#### TASK OBJECTIVE:
Return exactly the lines of the records below, starting at the line that contains "Query: stationary bike handlebar" and ending at the line that contains "in [217, 253].", with both of those lines kept.

----

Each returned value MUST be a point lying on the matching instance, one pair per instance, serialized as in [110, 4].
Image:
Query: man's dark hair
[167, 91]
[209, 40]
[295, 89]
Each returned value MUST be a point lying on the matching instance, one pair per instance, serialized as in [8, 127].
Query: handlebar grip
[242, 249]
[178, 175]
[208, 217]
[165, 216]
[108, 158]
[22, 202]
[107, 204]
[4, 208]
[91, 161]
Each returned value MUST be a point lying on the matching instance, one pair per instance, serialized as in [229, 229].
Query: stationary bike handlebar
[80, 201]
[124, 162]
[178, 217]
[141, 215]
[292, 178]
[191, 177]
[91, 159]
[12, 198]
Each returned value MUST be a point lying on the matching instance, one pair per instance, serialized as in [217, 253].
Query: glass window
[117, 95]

----

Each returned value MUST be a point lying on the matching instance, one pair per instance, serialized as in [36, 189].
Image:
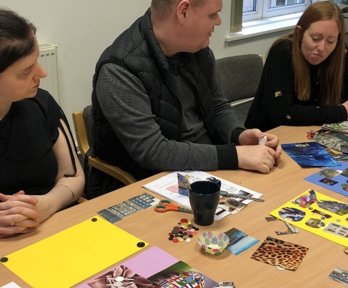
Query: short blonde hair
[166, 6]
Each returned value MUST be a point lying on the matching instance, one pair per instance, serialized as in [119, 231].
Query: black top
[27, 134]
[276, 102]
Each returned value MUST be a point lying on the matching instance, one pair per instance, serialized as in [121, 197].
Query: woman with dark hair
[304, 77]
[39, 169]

----

#### WRITTEN RESPONSE:
Query: stationary bike handlebar
[80, 201]
[124, 162]
[178, 217]
[141, 215]
[292, 178]
[191, 177]
[91, 159]
[12, 198]
Each returned value MUST be a point lying on the matching instance, one pair per instance, serialized as in [217, 253].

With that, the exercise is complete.